George Washington University, Washington DC

Investigators

Abstract

Much like tree rings provide a record of growth patterns related to past environmental conditions, teeth can preserve a record of physiological stress experienced during dental development. This doctoral dissertation project will use novel imaging and analytical methods to study stress-related dental defects in Virunga mountain gorillas for whom long-term behavioral, health, and climate data are available. The ability to link specific dental defects to specific life events will improve our understanding of the complex interplay among ecological, social, and physiological stressors in both extant great apes and fossil hominins. The project will support student mentoring and training in STEM fields as well as collaborations and conservation efforts at the research site. Teeth are important to studies of health and development because they provide a permanent and detailed record of their absolute chronological growth. Enamel hypoplasias manifest as grooves on the tooth surface when growth is disrupted by stressors such as undernutrition and disease. Hypoplastic defects are usually scored by low-power enamel surface observation, and the boundary between normal and abnormal morphology has never been quantitatively defined in great apes. This project employs quantitative criteria to diagnose defects, and establishes a minimum threshold for determining what is a defect versus what is within the bounds of normal variation. Aims include: (1) determining defect presence quantitatively, and testing for differences in defect prevalence and morphology among mountain gorillas and other great apes; (2) analyzing microanatomical parameters of crown growth to determine which factors influence variation in defect morphology among great apes; and (3) testing correspondence between defect timing and stressful events (e.g. injury, disease, intergroup interactions) in the recorded history of individual mountain gorillas to produce the first data on enamel hypoplasia etiology in wild gorillas. By assessing the relationships between defect morphology, microanatomical parameters of enamel growth, and documented stressors in associated life history records, the proposed research will deepen our understanding of factors that underlie differences in defect expression among great apes, and thus improve our ability to more confidently interpret enamel defects in paleoanthropological contexts.
--------------------------------------------------
List the kinds of long-term data that the gorilla dental study abstract says are available for the Virunga mountain gorillas. The records below come from a separate source and are not related to the text above.

§ **Data extract**:
--------------------------------------------------
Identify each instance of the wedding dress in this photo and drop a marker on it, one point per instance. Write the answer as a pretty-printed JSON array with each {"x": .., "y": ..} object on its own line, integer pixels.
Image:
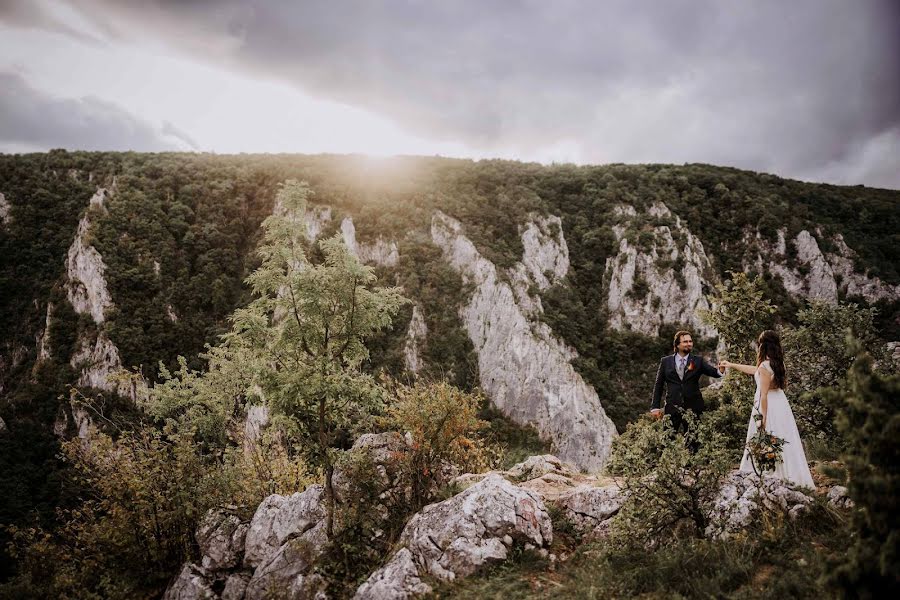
[{"x": 792, "y": 467}]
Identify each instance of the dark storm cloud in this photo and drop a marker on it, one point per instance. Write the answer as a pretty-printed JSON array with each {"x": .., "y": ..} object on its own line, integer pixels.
[
  {"x": 799, "y": 88},
  {"x": 31, "y": 120}
]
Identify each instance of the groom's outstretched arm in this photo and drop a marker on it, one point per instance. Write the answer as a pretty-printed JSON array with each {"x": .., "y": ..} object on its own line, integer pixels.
[
  {"x": 708, "y": 369},
  {"x": 658, "y": 387}
]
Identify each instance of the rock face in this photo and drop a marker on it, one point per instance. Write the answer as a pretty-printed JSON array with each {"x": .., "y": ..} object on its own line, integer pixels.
[
  {"x": 743, "y": 493},
  {"x": 86, "y": 287},
  {"x": 221, "y": 538},
  {"x": 661, "y": 277},
  {"x": 415, "y": 337},
  {"x": 818, "y": 275},
  {"x": 455, "y": 537},
  {"x": 523, "y": 368},
  {"x": 272, "y": 556},
  {"x": 96, "y": 358},
  {"x": 280, "y": 518},
  {"x": 380, "y": 253}
]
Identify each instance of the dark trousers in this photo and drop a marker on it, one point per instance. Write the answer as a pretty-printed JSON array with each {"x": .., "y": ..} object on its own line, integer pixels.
[{"x": 680, "y": 424}]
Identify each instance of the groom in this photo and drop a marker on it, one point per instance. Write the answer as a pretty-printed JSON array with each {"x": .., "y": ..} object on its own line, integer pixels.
[{"x": 680, "y": 374}]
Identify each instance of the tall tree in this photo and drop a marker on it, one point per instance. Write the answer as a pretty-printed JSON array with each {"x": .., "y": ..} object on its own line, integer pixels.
[{"x": 306, "y": 331}]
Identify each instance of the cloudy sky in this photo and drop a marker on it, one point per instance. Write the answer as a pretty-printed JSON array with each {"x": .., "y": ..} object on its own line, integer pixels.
[{"x": 808, "y": 89}]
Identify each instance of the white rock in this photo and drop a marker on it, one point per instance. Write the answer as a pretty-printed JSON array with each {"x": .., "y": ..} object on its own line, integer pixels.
[
  {"x": 398, "y": 580},
  {"x": 301, "y": 515},
  {"x": 221, "y": 537},
  {"x": 523, "y": 368},
  {"x": 739, "y": 499},
  {"x": 236, "y": 586},
  {"x": 86, "y": 286},
  {"x": 5, "y": 210},
  {"x": 44, "y": 350},
  {"x": 455, "y": 537},
  {"x": 380, "y": 253},
  {"x": 666, "y": 299},
  {"x": 536, "y": 466},
  {"x": 257, "y": 421},
  {"x": 858, "y": 284},
  {"x": 192, "y": 583},
  {"x": 545, "y": 253},
  {"x": 415, "y": 337}
]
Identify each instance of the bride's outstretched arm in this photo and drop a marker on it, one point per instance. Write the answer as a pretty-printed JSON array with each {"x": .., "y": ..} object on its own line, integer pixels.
[
  {"x": 749, "y": 370},
  {"x": 765, "y": 381}
]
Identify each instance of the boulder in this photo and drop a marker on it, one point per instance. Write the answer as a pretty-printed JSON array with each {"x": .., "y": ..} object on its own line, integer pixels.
[
  {"x": 455, "y": 537},
  {"x": 279, "y": 518},
  {"x": 743, "y": 494},
  {"x": 398, "y": 580},
  {"x": 221, "y": 536}
]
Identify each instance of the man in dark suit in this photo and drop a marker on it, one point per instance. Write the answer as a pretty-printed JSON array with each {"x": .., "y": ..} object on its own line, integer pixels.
[{"x": 680, "y": 374}]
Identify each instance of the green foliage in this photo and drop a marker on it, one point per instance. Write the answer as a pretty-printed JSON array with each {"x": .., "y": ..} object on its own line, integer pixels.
[
  {"x": 740, "y": 313},
  {"x": 446, "y": 433},
  {"x": 868, "y": 417},
  {"x": 671, "y": 480},
  {"x": 304, "y": 333},
  {"x": 817, "y": 358}
]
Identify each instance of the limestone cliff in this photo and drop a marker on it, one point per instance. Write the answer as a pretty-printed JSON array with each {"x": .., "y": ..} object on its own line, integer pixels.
[
  {"x": 523, "y": 368},
  {"x": 661, "y": 275},
  {"x": 814, "y": 274}
]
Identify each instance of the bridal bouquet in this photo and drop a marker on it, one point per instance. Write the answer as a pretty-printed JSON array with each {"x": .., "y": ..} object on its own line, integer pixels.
[{"x": 765, "y": 449}]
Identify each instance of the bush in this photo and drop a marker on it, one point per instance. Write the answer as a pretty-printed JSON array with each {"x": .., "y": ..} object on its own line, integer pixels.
[{"x": 671, "y": 479}]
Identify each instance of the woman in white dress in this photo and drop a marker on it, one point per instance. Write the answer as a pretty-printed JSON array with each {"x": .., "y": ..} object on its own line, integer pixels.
[{"x": 777, "y": 417}]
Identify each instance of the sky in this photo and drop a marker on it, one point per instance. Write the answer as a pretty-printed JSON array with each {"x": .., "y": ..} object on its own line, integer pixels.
[{"x": 807, "y": 89}]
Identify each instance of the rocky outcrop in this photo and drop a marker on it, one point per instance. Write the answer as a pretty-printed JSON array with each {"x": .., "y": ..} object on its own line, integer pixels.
[
  {"x": 398, "y": 580},
  {"x": 415, "y": 337},
  {"x": 839, "y": 497},
  {"x": 192, "y": 583},
  {"x": 523, "y": 368},
  {"x": 315, "y": 220},
  {"x": 44, "y": 351},
  {"x": 257, "y": 421},
  {"x": 221, "y": 537},
  {"x": 271, "y": 556},
  {"x": 86, "y": 286},
  {"x": 380, "y": 252},
  {"x": 96, "y": 357},
  {"x": 660, "y": 274},
  {"x": 456, "y": 537},
  {"x": 813, "y": 273},
  {"x": 743, "y": 494}
]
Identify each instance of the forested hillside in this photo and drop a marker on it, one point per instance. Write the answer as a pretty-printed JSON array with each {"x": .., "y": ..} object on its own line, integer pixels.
[{"x": 178, "y": 233}]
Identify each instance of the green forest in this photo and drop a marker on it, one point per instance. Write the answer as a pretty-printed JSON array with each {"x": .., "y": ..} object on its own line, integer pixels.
[{"x": 184, "y": 234}]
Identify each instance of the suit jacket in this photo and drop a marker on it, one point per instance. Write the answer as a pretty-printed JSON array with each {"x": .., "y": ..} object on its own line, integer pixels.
[{"x": 681, "y": 393}]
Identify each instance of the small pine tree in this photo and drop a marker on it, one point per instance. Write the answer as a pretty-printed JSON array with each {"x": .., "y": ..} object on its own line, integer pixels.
[{"x": 868, "y": 417}]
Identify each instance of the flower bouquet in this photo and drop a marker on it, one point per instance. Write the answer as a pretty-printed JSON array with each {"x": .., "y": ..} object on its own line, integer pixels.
[{"x": 764, "y": 448}]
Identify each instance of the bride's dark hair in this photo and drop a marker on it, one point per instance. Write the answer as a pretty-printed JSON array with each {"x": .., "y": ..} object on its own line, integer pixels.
[{"x": 769, "y": 348}]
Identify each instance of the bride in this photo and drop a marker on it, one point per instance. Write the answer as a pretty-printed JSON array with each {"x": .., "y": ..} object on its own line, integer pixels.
[{"x": 777, "y": 417}]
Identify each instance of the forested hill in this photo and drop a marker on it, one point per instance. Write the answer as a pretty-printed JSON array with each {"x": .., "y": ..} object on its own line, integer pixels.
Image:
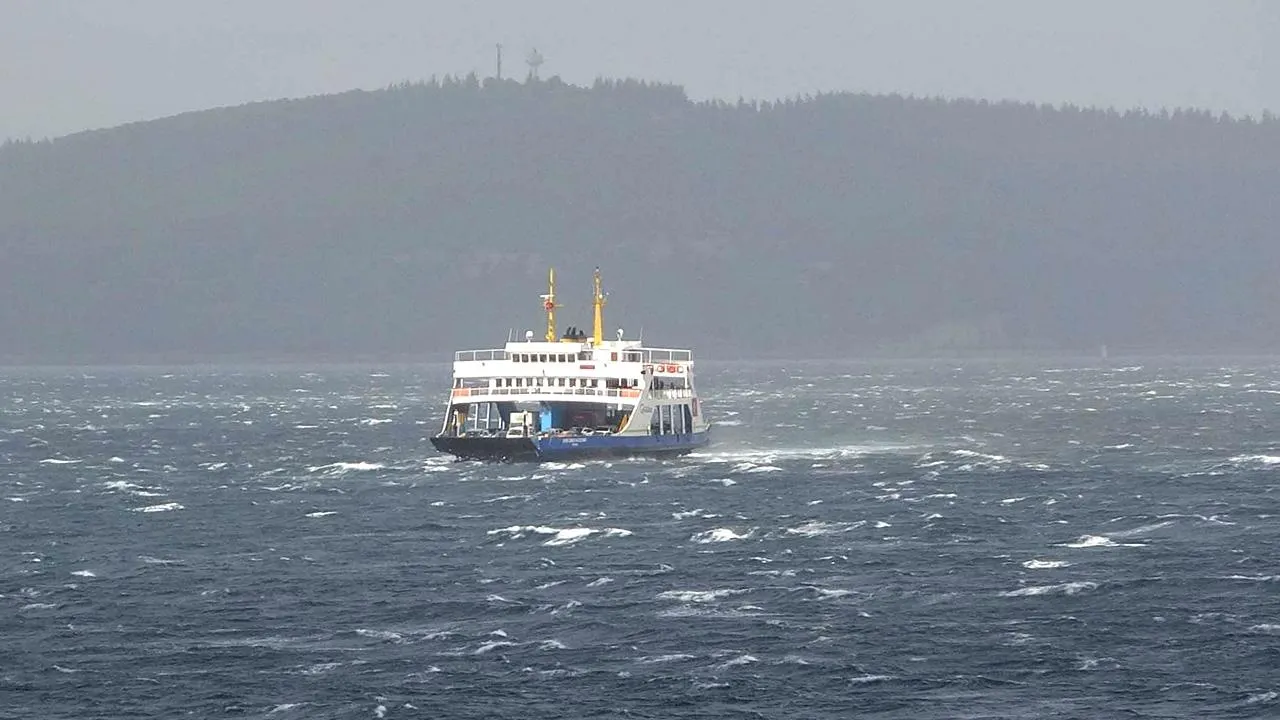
[{"x": 421, "y": 218}]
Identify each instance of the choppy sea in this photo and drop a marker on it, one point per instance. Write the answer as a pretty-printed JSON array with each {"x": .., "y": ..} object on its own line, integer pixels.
[{"x": 909, "y": 541}]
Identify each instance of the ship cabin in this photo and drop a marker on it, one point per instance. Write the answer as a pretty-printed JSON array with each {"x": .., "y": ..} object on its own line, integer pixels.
[{"x": 572, "y": 386}]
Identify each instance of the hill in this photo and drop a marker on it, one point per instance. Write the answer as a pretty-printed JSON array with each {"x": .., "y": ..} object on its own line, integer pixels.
[{"x": 420, "y": 218}]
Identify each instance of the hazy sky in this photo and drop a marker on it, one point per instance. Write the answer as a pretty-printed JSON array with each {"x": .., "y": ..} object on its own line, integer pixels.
[{"x": 74, "y": 64}]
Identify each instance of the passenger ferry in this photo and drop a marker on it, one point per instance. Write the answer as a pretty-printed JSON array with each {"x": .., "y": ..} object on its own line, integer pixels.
[{"x": 572, "y": 396}]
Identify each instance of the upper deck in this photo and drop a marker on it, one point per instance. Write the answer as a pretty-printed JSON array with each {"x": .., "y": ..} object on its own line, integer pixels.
[
  {"x": 574, "y": 365},
  {"x": 571, "y": 359}
]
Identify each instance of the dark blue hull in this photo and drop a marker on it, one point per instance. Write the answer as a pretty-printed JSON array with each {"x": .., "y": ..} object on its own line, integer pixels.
[{"x": 567, "y": 449}]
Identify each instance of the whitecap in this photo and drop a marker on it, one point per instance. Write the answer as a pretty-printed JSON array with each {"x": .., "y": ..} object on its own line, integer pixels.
[
  {"x": 718, "y": 534},
  {"x": 699, "y": 596},
  {"x": 380, "y": 634},
  {"x": 161, "y": 507},
  {"x": 740, "y": 660},
  {"x": 1065, "y": 588},
  {"x": 1046, "y": 564},
  {"x": 493, "y": 645},
  {"x": 673, "y": 657},
  {"x": 864, "y": 679},
  {"x": 814, "y": 528},
  {"x": 342, "y": 468}
]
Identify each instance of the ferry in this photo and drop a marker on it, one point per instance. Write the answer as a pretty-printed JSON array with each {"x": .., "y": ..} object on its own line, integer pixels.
[{"x": 572, "y": 396}]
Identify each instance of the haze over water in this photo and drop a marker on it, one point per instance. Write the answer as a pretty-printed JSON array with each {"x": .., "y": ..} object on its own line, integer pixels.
[{"x": 920, "y": 540}]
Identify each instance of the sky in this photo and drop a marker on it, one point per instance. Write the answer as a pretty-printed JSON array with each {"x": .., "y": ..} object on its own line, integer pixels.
[{"x": 67, "y": 65}]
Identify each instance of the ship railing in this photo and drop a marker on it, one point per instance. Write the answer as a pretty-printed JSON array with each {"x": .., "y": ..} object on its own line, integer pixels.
[
  {"x": 475, "y": 355},
  {"x": 481, "y": 392},
  {"x": 667, "y": 355}
]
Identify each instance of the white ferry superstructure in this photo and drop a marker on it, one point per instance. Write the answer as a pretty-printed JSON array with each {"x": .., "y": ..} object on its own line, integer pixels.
[{"x": 572, "y": 396}]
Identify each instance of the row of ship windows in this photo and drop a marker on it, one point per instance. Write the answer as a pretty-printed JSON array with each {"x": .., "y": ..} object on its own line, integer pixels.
[
  {"x": 570, "y": 356},
  {"x": 551, "y": 382}
]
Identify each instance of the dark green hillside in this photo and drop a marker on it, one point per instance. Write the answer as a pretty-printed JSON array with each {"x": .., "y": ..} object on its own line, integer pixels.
[{"x": 421, "y": 218}]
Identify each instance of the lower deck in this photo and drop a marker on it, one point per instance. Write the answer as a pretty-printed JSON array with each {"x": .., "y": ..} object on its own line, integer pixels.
[{"x": 567, "y": 447}]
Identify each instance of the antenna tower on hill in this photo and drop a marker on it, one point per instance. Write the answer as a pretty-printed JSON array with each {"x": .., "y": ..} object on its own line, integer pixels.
[{"x": 534, "y": 60}]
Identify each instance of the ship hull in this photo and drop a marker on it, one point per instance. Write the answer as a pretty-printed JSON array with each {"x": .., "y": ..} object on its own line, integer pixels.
[{"x": 567, "y": 449}]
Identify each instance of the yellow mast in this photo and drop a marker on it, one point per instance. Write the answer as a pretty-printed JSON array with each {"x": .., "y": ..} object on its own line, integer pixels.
[
  {"x": 598, "y": 304},
  {"x": 549, "y": 305}
]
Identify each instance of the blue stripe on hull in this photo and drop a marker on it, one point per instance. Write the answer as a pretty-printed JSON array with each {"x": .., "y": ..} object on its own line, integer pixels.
[
  {"x": 615, "y": 446},
  {"x": 577, "y": 447}
]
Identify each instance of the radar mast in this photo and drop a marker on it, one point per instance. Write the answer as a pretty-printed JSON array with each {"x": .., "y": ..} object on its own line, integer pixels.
[{"x": 549, "y": 305}]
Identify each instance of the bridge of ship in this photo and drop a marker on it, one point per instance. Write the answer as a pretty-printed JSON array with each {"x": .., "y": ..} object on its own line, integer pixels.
[{"x": 552, "y": 372}]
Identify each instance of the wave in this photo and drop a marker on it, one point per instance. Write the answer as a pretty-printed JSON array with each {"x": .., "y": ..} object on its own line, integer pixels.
[
  {"x": 718, "y": 534},
  {"x": 1065, "y": 588},
  {"x": 562, "y": 536},
  {"x": 1046, "y": 564},
  {"x": 1098, "y": 541},
  {"x": 699, "y": 596},
  {"x": 161, "y": 507},
  {"x": 343, "y": 468}
]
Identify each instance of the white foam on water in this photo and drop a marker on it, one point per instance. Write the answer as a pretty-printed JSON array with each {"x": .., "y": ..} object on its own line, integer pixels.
[
  {"x": 699, "y": 596},
  {"x": 739, "y": 660},
  {"x": 343, "y": 468},
  {"x": 492, "y": 645},
  {"x": 864, "y": 679},
  {"x": 161, "y": 507},
  {"x": 380, "y": 634},
  {"x": 673, "y": 657},
  {"x": 1046, "y": 564},
  {"x": 814, "y": 528},
  {"x": 1065, "y": 588},
  {"x": 1098, "y": 541},
  {"x": 562, "y": 536},
  {"x": 718, "y": 534}
]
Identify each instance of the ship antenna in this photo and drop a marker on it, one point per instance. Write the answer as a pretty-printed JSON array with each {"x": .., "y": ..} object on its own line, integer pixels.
[
  {"x": 549, "y": 305},
  {"x": 598, "y": 304}
]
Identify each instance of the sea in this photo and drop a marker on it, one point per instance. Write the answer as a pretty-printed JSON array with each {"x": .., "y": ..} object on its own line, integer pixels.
[{"x": 891, "y": 540}]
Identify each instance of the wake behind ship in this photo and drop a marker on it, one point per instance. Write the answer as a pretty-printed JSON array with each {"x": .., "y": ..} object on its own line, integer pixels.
[{"x": 572, "y": 397}]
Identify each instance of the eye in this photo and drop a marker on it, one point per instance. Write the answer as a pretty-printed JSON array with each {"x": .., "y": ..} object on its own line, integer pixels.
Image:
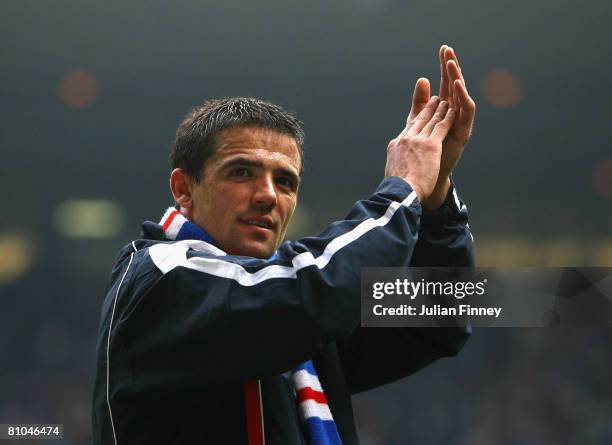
[
  {"x": 286, "y": 182},
  {"x": 241, "y": 172}
]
--------------------------------------------------
§ **Task response**: Behavioral, health and climate data.